■ TASK OBJECTIVE
Show every line of the records that contains the string "hanging". Matching is case-sensitive.

Object location annotation records:
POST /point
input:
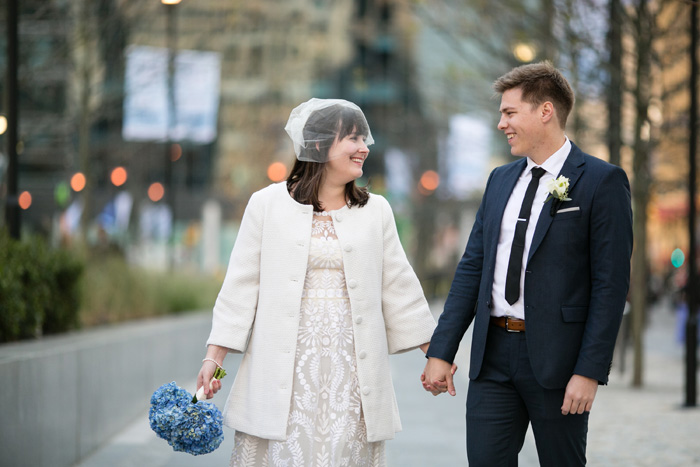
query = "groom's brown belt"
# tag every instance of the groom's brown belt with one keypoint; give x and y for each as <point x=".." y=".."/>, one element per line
<point x="508" y="323"/>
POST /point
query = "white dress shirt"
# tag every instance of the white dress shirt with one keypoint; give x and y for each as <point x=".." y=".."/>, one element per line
<point x="553" y="166"/>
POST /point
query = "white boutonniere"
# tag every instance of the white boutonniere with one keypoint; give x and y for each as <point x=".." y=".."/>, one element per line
<point x="558" y="188"/>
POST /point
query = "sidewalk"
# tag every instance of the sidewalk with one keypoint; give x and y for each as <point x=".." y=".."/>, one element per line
<point x="628" y="427"/>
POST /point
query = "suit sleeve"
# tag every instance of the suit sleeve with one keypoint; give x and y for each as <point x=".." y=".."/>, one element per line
<point x="407" y="317"/>
<point x="234" y="310"/>
<point x="610" y="253"/>
<point x="460" y="305"/>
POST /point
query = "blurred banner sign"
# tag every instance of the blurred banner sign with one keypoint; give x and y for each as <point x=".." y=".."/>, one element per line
<point x="465" y="156"/>
<point x="196" y="91"/>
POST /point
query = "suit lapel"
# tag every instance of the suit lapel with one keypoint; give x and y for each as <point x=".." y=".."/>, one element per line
<point x="504" y="188"/>
<point x="572" y="169"/>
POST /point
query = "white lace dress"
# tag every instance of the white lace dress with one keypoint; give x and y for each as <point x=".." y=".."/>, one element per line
<point x="326" y="427"/>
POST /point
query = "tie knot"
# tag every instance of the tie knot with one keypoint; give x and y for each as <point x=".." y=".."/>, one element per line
<point x="537" y="172"/>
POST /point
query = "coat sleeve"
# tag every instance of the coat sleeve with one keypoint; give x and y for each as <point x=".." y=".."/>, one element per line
<point x="409" y="322"/>
<point x="234" y="310"/>
<point x="611" y="250"/>
<point x="460" y="306"/>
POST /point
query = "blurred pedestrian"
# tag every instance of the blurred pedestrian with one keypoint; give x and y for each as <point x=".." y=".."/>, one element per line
<point x="544" y="278"/>
<point x="317" y="294"/>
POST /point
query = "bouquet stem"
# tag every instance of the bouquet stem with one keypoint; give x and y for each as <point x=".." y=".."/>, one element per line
<point x="218" y="374"/>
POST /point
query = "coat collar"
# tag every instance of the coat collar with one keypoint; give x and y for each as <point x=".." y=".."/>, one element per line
<point x="572" y="169"/>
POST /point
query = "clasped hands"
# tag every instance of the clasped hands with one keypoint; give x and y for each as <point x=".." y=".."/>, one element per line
<point x="437" y="376"/>
<point x="578" y="397"/>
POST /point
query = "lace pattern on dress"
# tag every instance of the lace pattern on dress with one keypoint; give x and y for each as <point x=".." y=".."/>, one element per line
<point x="326" y="425"/>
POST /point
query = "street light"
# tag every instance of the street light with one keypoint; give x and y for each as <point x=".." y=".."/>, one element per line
<point x="171" y="111"/>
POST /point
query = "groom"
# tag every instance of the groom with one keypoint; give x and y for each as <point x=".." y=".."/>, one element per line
<point x="544" y="278"/>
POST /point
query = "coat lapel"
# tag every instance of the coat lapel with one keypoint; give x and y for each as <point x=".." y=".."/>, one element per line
<point x="504" y="188"/>
<point x="572" y="169"/>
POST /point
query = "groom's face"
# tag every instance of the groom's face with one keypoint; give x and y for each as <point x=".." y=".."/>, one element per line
<point x="521" y="123"/>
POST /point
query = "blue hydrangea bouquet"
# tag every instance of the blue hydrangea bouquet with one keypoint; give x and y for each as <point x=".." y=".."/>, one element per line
<point x="187" y="423"/>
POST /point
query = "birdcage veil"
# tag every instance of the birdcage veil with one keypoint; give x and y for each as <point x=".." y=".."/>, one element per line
<point x="315" y="124"/>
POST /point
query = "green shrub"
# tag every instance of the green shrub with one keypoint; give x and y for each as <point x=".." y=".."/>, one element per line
<point x="38" y="289"/>
<point x="114" y="291"/>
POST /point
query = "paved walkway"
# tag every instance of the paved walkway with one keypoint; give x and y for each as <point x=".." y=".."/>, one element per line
<point x="628" y="427"/>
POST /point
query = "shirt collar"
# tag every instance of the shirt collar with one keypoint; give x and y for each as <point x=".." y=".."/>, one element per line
<point x="555" y="162"/>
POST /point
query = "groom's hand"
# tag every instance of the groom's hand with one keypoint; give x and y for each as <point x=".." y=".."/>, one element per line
<point x="437" y="376"/>
<point x="579" y="395"/>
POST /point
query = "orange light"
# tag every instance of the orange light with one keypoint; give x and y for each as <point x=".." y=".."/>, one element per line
<point x="175" y="152"/>
<point x="276" y="171"/>
<point x="118" y="176"/>
<point x="77" y="182"/>
<point x="156" y="192"/>
<point x="25" y="200"/>
<point x="430" y="180"/>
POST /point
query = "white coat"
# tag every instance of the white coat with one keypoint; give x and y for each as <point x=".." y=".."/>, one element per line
<point x="258" y="309"/>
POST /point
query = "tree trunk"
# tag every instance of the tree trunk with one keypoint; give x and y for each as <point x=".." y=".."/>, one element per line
<point x="640" y="187"/>
<point x="84" y="75"/>
<point x="615" y="88"/>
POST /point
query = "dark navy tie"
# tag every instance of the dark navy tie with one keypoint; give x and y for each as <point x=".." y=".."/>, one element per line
<point x="516" y="251"/>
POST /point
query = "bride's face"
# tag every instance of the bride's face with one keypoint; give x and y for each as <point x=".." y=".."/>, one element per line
<point x="346" y="158"/>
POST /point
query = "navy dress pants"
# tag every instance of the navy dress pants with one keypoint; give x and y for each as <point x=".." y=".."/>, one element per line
<point x="506" y="397"/>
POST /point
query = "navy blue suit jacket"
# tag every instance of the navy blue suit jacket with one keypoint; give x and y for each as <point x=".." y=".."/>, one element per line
<point x="576" y="279"/>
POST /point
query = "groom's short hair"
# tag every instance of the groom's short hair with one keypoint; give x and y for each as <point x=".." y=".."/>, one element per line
<point x="540" y="82"/>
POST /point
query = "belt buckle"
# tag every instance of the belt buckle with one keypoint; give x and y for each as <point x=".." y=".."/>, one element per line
<point x="507" y="328"/>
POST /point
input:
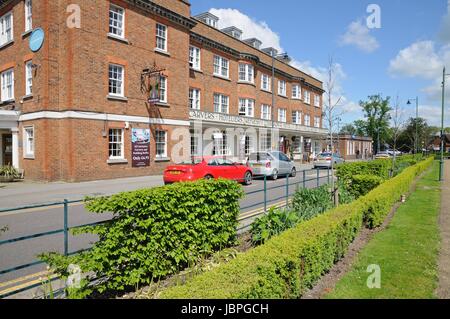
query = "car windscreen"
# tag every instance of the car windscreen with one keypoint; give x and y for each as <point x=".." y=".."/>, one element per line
<point x="259" y="157"/>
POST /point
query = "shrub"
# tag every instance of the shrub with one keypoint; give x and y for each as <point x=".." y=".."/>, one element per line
<point x="380" y="201"/>
<point x="156" y="232"/>
<point x="360" y="185"/>
<point x="309" y="202"/>
<point x="290" y="263"/>
<point x="9" y="171"/>
<point x="380" y="168"/>
<point x="273" y="223"/>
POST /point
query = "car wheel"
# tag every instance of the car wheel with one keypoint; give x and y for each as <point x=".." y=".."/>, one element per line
<point x="275" y="175"/>
<point x="248" y="178"/>
<point x="294" y="172"/>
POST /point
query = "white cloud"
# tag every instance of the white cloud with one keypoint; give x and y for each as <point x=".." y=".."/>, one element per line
<point x="251" y="28"/>
<point x="445" y="28"/>
<point x="358" y="34"/>
<point x="260" y="29"/>
<point x="419" y="60"/>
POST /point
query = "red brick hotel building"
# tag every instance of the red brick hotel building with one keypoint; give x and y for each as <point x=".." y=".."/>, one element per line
<point x="70" y="108"/>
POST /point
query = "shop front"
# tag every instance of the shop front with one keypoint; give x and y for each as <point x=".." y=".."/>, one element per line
<point x="9" y="138"/>
<point x="236" y="137"/>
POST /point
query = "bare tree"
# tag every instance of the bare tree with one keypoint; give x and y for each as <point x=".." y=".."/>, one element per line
<point x="396" y="128"/>
<point x="331" y="104"/>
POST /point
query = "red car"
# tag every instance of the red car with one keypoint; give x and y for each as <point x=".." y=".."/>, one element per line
<point x="207" y="168"/>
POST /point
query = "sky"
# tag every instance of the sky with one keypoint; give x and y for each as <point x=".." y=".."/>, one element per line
<point x="389" y="47"/>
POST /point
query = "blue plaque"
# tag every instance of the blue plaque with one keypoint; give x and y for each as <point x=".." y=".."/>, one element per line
<point x="37" y="39"/>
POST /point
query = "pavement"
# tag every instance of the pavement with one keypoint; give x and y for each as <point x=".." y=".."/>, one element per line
<point x="30" y="221"/>
<point x="33" y="193"/>
<point x="443" y="290"/>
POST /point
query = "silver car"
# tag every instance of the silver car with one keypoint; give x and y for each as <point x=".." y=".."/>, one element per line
<point x="324" y="160"/>
<point x="272" y="163"/>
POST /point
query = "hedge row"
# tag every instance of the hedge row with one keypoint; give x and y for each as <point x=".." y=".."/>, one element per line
<point x="156" y="232"/>
<point x="380" y="201"/>
<point x="290" y="263"/>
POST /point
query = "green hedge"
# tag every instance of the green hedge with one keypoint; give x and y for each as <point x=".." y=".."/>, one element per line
<point x="290" y="263"/>
<point x="157" y="232"/>
<point x="362" y="184"/>
<point x="379" y="202"/>
<point x="380" y="168"/>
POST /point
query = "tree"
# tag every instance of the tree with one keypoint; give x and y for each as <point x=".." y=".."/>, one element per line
<point x="361" y="127"/>
<point x="330" y="108"/>
<point x="396" y="128"/>
<point x="424" y="132"/>
<point x="348" y="129"/>
<point x="376" y="112"/>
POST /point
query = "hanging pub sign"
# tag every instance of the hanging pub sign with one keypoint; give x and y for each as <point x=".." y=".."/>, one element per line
<point x="140" y="147"/>
<point x="151" y="83"/>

■ RESULT OF THE EXERCISE
query = "hanging pub sign"
# tag every instance of the hanging pub sign with one keypoint; give x and y for each as <point x=".." y=".."/>, one element per line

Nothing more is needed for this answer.